- _EXERCISE AIM_:
Could you continue the account of the "Craftivism: Needles for Change" exhibit at the Knauer Gallery, picking up after its last sentence?

- _TEXT SECTION_:
:::::

Sat. Jun 3rd, 2023

This past Thursday, Mar. 23, I had the pleasure of attending and performing in the opening reception of a brand new exhibit at the Swope Building’s Knauer Gallery.

The exhibit, entitled “Craftivism: Needles for Change,” is a collection of traditionally “female” art forms—crochet, needlepoint, embroidery—with each piece reflecting a current societal ill and accompanied by an artist’s statement encouraging action for positive change. “Craftivism,” as the WCU Art & Design Department describes it, is a portmanteau of “crafting and activism.” The art displayed imparts messages about homophobia, transphobia, racism, mental health, animal cruelty, climate change, sustainability, misogyny and female autonomy, among others.

Much of the submitted work comes from close to home: several pieces are those of West Chester’s own students and faculty, and some have been sent from the surrounding areas of Philadelphia and Mansfield. A patchwork quilt, which tells a story about the mistreatment of greyhounds in the dog racing industry, is on loan all the way from Australia.

Available for viewing are multiple embroidery hoops, one bearing the Doja Cat “Woman” lyrics, “Define feminine: I am feminine” and another reading, “capitalism is a death cult.” There is a stunning cardigan, made over the course of a year by Ellie Zdancewic, that warns against the inhumanity of crocheted fast-fashion products. An impressively intricate blue and yellow lace table runner reminds visitors of the ongoing conflict in Ukraine. A collection of handmade sea creatures and underwater felt scenes caution viewers to respect and preserve the world’s oceans and their inhabitants from pollution.

One especially striking piece, “Child of God,” dominates the gallery from the rear corner. It shows a child-sized mannequin dressed in a parochial school uniform, on the back panel of which has been stitched: “AIDS is not just God’s punishment for homosexuals, it’s punishment for the society that tolerates homosexuals.” The mannequin stands in front of a large banner proclaiming “nullus homo est deus”—“no man is god”—that, upon closer inspection, has been made from the chasuble vestment of a Catholic priest. “I was born at the start of the AIDS pandemic,” says its creator, Shannon Downey (@BadassCrossStitch), who was brought up and educated in the Roman Catholic Church. “I was meant to hate myself.”

:::::

- _DATASET CONTENT_:
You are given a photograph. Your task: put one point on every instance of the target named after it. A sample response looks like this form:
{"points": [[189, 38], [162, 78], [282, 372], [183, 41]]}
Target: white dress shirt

:::::

- _ANSWER SECTION_:
Seemingly unassuming, these forms of feminism through fabric are an accessible means of small protest for “those people who want to challenge injustice in the world but don’t know what to do,” according to the Craftivist Collective. If you have a pair of knitting needles and a desire to start a conversation, you can participate.

Dance, though not a handicraft, is one such avenue of artistic expression commonly seen as “feminine.” Myself and my peers, Charisse Octavio and Ola Olaniyi, have spent the semester collaborating on a performance art piece in our DAN 399 class, Making & Performing Dances for Impact.

Under the direction of professor Maria Urrutia, Charissa, Ola and I set out to choreograph a live performance experience specifically intended for the context of the gallery. We ultimately created a piece which blended our unique styles to the Allie X song “Fresh Laundry,” choosing to incorporate movement that highlights the differences between our respective feminine identities as well as the ways in which they overlap and support one another. The overarching themes of the dance include shame and guilt, promiscuity and the societal pressures of maternity.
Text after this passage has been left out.